수집된 데이터 항목
+++++

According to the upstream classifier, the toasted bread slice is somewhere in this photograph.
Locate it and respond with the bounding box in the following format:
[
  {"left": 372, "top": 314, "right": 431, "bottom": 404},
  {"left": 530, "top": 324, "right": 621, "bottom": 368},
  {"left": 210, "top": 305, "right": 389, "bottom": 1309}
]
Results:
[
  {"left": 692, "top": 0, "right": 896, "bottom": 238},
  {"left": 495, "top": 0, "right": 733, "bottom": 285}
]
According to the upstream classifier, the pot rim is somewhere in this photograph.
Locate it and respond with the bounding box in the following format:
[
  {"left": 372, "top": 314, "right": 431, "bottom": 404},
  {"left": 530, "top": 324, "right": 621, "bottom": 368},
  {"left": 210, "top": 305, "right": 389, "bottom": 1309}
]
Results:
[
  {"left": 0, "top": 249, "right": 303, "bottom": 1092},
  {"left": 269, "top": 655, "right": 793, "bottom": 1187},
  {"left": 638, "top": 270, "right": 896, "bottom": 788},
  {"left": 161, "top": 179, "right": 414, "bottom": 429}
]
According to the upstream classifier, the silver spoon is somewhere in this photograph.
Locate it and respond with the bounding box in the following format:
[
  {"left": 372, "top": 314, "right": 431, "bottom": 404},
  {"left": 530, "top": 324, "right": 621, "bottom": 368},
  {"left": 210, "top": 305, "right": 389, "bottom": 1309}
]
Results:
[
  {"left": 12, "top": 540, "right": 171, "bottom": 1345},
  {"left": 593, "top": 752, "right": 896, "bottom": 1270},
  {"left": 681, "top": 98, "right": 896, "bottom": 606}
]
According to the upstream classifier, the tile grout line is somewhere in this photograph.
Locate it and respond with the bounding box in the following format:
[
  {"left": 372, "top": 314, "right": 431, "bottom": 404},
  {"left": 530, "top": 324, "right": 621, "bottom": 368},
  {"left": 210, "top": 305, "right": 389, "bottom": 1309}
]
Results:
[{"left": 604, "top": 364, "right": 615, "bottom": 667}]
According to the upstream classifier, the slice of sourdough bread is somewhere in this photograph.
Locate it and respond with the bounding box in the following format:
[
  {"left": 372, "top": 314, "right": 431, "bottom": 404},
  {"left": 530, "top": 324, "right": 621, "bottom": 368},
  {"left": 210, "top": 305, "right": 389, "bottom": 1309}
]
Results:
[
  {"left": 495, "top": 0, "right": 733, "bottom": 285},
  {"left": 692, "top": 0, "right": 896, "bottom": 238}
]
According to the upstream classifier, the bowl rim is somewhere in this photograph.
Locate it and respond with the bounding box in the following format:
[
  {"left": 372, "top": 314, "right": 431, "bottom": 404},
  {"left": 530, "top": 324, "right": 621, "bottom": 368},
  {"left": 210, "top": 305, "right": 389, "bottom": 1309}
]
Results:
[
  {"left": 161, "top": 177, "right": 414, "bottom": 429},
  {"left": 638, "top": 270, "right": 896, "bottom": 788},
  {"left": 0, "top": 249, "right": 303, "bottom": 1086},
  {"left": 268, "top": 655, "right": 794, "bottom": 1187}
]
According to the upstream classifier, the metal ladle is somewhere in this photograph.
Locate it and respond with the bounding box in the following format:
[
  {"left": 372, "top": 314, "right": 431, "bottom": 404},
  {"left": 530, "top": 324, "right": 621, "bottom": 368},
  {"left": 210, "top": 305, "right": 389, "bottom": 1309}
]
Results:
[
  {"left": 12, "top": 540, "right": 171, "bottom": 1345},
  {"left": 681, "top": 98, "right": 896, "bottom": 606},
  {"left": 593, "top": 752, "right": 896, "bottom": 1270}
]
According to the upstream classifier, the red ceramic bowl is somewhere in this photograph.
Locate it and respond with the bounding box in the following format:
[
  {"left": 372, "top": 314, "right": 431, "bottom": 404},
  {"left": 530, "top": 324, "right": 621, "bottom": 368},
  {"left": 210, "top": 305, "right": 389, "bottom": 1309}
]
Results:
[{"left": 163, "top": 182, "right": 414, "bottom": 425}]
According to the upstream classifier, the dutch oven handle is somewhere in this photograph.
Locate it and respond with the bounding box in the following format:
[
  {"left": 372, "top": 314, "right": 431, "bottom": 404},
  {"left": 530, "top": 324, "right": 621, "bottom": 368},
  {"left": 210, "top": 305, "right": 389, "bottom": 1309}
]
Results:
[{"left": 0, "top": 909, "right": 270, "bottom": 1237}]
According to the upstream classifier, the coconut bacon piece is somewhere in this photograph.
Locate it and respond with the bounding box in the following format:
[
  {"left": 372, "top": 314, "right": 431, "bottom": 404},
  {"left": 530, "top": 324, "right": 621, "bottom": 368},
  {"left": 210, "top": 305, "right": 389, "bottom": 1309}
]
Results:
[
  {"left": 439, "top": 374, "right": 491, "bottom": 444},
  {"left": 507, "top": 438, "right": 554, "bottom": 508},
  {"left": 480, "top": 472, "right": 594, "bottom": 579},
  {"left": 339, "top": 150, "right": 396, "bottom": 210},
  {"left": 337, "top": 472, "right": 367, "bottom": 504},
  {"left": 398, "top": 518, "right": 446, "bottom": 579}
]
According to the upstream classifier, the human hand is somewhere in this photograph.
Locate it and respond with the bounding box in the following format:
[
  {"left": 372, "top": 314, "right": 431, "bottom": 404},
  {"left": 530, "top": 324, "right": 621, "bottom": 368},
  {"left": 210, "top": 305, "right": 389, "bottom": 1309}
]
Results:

+++++

• _요구 사항_
위 항목에서 "slice"라는 문자열이 포함된 줄을 하나도 빠짐없이 찾아 원래 형태대로 반환하세요.

• _결과_
According to the upstream classifier, the toasted bread slice is somewhere in this photograph.
According to the upstream classifier, the slice of sourdough bread is somewhere in this photograph.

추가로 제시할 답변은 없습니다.